◆ **EXTRACT**
=== Begin Enclosure ===

May 16 saw Thermo Fisher, the world’s largest manufacturer of scientific instruments, acquire drug ingredients maker Patheon for $7.2bn, including $2bn debt. Since the companies’ customers overlap, the move could boost Thermo Fisher’s sales as it offers more holistic solutions and products.
The news caused Patheon shares to jump 33 percent and Thermo Fisher’s to rise by 0.5 percent. Thermo Fisher expects $120m of synergies by 2021, which includes $90m of savings.
“Patheon’s development and manufacturing capabilities are an excellent complement to our industry-leading offering for the biopharma market”, said Marc Casper, CEO of Thermo Fisher. “Patheon’s commitment to quality and service excellence is directly aligned with our focus on helping our biopharma customers accelerate innovation and drive productivity.”
The news caused Patheon shares to jump 33 percent and Thermo Fisher’s to rise by 0.5 percent
Recently, Thermo Fisher has been on a spending spree, buying Affymetrix, a microarrays producer, for $1.3bn last March and FEI, a microscope manufacturer, for $4.2bn in September. In 2014, it also purchased DNA sequencer Life Technologies for $15bn. With its portfolio currently focused on equipment, research and analytics, the shift to drug manufacturing is a relatively unconventional step.
The incentive is that contract drug development is a lucrative, $40bn market that is presently expanding at five percent annually. Whereas Thermo Fisher used to be held back from this area due to the high cost of clinical trials, the acquisition of Patheon should allow it to take big, confident strides toward manufacturing.
This new direction is also a result of Thermo Fisher’s enthusiastic spending spree. Despite causing its shares to roughly triple in value over the past five years, the many buy-ups have also meant that there are fewer good companies left in Thermo Fisher’s regular fields of interest. As such, rather than purchase an overpriced or lower quality firm, Thermo Fisher chose new frontiers with Patheon.
Drug manufacturing is a relatively open field, with its 10 biggest companies constituting just 35 percent of the market. As such, there is plenty of room for further expansion, and regulatory hurdles should be surmountable as Thermo Fisher moves to close the Patheon deal by the end of the year.

=== End Enclosure ===

◆ **INPUT DATA**
=== Begin Enclosure ===

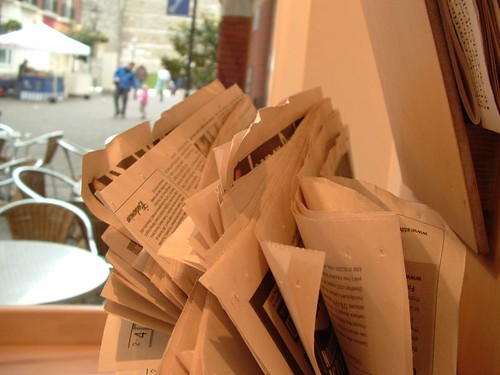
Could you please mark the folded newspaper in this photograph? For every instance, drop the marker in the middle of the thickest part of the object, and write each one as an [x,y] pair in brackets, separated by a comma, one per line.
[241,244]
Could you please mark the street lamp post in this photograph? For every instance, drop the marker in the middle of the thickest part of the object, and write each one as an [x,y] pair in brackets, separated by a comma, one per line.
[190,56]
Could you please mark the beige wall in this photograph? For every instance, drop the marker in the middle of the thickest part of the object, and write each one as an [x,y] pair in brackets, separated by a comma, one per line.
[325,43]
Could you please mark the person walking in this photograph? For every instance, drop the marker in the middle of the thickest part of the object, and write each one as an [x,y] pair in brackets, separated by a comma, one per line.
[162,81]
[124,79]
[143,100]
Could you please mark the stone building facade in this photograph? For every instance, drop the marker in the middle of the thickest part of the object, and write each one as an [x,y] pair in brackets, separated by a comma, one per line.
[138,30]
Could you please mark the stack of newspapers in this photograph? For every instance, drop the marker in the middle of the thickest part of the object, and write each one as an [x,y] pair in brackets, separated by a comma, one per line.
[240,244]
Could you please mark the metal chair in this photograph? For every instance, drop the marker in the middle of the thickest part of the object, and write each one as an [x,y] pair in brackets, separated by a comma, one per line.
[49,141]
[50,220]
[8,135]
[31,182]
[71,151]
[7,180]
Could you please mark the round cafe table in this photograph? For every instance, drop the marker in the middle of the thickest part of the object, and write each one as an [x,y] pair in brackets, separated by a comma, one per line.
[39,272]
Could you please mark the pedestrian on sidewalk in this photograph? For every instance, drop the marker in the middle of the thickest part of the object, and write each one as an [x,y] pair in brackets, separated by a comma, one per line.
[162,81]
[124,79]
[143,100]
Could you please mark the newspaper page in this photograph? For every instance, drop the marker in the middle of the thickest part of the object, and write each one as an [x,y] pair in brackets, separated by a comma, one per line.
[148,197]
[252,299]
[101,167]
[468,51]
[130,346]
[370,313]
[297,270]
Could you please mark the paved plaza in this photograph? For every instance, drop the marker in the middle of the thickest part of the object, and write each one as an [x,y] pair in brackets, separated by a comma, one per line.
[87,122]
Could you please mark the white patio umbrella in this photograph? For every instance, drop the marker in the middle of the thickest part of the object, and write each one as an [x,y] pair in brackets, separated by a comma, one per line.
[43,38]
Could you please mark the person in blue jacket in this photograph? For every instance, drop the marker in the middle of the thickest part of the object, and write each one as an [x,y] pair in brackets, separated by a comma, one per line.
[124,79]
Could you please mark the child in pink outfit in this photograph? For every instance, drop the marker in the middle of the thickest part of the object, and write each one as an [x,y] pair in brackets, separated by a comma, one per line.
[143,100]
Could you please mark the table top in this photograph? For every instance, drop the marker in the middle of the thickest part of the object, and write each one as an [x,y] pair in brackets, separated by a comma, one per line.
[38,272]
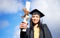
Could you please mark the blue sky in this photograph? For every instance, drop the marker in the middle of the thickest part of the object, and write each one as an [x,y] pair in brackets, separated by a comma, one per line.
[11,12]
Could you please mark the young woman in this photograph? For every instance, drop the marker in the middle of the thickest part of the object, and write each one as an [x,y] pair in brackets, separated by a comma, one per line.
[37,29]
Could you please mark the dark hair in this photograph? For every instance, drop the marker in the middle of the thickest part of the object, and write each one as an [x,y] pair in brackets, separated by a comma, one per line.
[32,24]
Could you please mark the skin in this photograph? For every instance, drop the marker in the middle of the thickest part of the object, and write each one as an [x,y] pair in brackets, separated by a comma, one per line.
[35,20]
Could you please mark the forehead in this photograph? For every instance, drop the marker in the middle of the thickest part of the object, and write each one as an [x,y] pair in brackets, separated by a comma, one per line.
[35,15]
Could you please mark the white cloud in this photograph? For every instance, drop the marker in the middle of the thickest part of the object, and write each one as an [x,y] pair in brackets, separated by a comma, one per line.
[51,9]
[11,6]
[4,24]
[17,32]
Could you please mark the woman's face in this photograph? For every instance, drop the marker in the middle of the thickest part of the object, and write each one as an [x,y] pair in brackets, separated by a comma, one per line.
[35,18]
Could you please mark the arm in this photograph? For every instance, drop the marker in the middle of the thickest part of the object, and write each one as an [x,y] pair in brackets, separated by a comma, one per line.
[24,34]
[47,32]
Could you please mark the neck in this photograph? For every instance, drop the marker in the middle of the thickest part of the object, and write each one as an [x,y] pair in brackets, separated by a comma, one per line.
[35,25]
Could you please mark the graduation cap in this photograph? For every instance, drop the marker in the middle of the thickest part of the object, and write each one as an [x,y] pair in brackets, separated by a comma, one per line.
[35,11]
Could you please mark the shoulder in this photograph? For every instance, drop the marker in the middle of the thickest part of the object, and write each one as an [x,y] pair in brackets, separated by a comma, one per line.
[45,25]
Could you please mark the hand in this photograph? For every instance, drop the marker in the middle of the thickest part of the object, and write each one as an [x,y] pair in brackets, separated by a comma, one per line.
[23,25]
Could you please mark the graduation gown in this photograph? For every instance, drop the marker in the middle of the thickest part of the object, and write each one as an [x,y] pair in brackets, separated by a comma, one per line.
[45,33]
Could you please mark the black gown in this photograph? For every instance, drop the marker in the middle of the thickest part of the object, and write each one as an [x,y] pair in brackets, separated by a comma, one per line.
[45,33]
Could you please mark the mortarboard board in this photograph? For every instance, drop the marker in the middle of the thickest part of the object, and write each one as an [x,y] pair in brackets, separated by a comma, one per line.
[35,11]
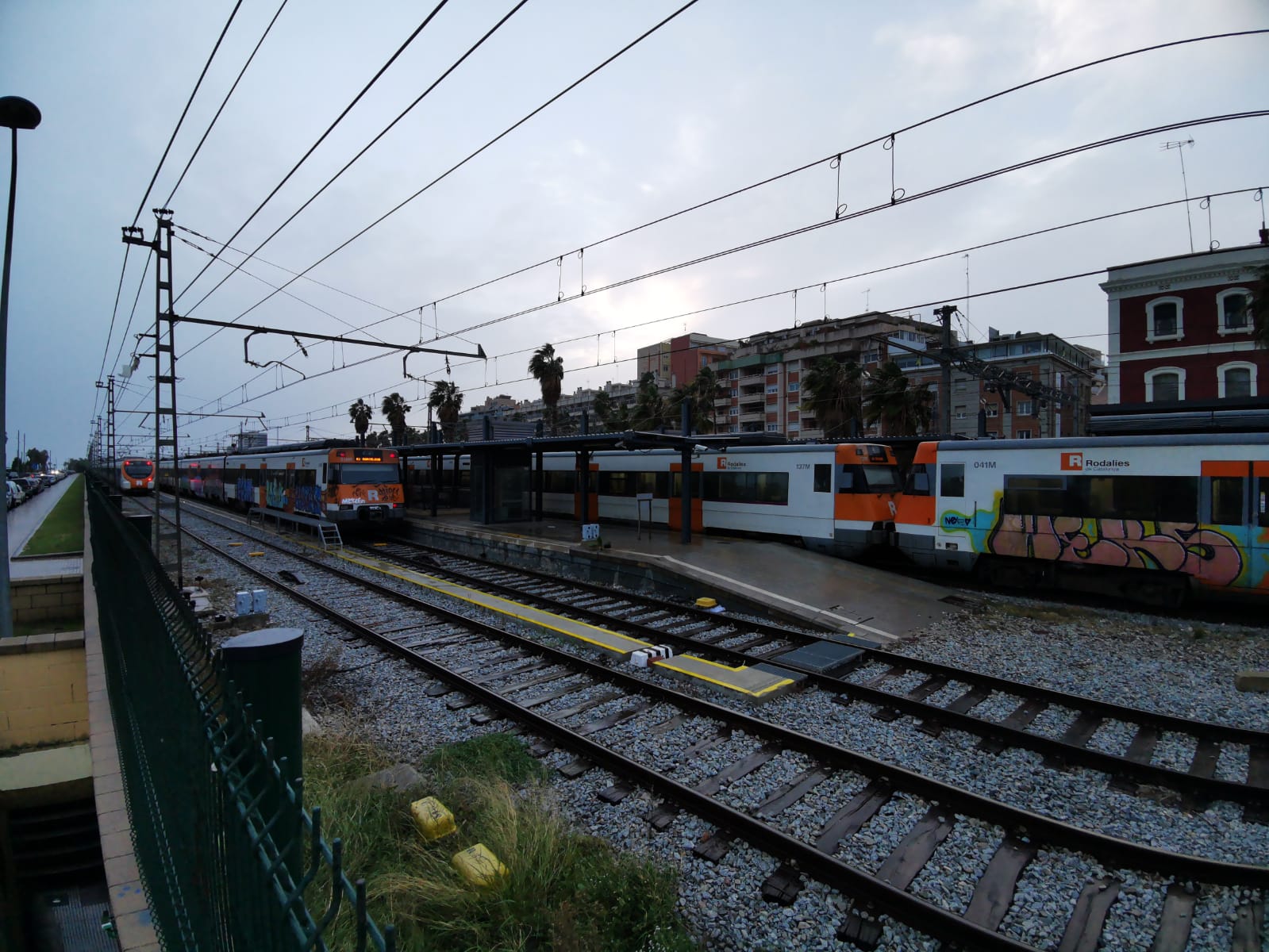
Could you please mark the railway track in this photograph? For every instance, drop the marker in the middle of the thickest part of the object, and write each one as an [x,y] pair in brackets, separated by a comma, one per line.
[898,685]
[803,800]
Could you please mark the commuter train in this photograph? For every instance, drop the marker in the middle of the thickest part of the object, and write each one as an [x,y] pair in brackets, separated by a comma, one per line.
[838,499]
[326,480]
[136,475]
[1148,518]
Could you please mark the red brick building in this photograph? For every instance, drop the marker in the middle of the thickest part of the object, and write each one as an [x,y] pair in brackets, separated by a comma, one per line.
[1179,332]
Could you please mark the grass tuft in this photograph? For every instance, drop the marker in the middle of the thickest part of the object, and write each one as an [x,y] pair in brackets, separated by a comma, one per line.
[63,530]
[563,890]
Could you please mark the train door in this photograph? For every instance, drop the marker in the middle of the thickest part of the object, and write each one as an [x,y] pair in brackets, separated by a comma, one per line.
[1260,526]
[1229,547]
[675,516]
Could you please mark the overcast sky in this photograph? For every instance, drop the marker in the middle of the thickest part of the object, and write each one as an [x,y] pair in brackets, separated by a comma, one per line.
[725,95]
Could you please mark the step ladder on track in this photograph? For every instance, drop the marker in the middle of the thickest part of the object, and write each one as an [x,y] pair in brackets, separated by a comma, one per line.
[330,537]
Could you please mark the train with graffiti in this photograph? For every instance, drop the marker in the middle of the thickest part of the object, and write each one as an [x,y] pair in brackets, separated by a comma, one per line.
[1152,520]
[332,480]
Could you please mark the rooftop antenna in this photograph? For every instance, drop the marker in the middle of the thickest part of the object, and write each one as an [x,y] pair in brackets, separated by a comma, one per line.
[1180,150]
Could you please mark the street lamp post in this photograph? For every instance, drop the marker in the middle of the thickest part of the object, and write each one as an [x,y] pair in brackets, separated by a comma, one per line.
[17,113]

=== End Enclosure ===
=== Begin Enclosure ===

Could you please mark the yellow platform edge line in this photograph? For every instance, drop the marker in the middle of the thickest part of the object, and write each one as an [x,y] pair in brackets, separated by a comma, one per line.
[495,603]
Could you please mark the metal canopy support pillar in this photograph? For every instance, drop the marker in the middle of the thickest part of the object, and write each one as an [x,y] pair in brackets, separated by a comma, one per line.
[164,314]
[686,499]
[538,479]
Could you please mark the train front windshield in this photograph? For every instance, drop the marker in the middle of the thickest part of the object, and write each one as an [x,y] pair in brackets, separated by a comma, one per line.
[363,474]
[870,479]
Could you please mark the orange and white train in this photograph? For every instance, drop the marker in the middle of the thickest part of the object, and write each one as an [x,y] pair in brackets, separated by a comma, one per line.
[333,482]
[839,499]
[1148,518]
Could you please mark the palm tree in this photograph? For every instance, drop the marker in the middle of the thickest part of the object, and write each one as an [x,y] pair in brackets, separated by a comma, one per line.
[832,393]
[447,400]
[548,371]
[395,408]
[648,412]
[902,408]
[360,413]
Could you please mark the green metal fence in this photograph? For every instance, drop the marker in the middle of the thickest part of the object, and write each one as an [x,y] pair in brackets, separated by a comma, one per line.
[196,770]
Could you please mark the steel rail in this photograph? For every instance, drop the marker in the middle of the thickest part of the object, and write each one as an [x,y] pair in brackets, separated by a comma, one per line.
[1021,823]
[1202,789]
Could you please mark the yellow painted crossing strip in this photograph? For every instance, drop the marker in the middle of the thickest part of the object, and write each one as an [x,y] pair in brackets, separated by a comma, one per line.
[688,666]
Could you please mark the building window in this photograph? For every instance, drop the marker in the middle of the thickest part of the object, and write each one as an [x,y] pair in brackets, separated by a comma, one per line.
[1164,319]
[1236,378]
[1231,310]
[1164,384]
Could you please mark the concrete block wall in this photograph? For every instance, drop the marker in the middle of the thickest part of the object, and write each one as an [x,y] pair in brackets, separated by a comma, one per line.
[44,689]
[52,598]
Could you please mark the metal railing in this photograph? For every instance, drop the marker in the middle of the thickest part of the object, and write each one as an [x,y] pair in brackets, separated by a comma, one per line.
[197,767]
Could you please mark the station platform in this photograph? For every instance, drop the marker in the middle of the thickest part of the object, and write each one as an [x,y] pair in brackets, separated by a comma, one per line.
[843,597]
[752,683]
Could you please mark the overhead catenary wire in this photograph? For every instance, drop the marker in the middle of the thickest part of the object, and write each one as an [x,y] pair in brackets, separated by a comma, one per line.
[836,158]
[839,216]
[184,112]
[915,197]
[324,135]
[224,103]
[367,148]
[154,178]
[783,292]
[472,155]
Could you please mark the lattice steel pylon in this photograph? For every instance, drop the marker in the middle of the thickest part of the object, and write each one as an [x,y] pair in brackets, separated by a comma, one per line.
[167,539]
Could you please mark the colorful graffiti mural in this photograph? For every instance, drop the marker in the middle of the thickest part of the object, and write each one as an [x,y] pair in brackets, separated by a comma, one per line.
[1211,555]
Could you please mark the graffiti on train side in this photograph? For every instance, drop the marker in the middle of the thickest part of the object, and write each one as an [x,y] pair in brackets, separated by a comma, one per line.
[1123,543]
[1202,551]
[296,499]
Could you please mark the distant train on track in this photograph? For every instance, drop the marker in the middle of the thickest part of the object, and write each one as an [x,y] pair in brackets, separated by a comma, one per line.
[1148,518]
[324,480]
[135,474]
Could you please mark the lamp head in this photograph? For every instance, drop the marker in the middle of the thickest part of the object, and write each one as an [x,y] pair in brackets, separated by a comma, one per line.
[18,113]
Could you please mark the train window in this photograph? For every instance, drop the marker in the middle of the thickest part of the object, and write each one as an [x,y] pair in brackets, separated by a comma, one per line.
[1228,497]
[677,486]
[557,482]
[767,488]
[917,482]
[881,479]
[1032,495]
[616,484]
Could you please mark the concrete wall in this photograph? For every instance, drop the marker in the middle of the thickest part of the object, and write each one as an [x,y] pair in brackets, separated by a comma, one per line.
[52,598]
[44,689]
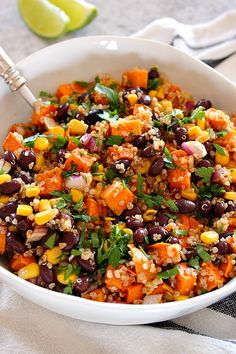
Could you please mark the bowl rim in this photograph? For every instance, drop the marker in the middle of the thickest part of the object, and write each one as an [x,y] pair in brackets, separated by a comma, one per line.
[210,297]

=== End Enclosure ===

◆ **ASSIGNED TASK 1**
In the article on Thermo Fisher's purchase of Patheon, how much did Thermo Fisher pay for the microscope manufacturer FEI?
◆ **ASSIGNED TASK 2**
Reproduce the part of the Patheon acquisition article starting at "This new direction" and ending at "frontiers with Patheon.".

◆ **SOLUTION 1**
$4.2bn

◆ **SOLUTION 2**
This new direction is also a result of Thermo Fisher’s enthusiastic spending spree. Despite causing its shares to roughly triple in value over the past five years, the many buy-ups have also meant that there are fewer good companies left in Thermo Fisher’s regular fields of interest. As such, rather than purchase an overpriced or lower quality firm, Thermo Fisher chose new frontiers with Patheon.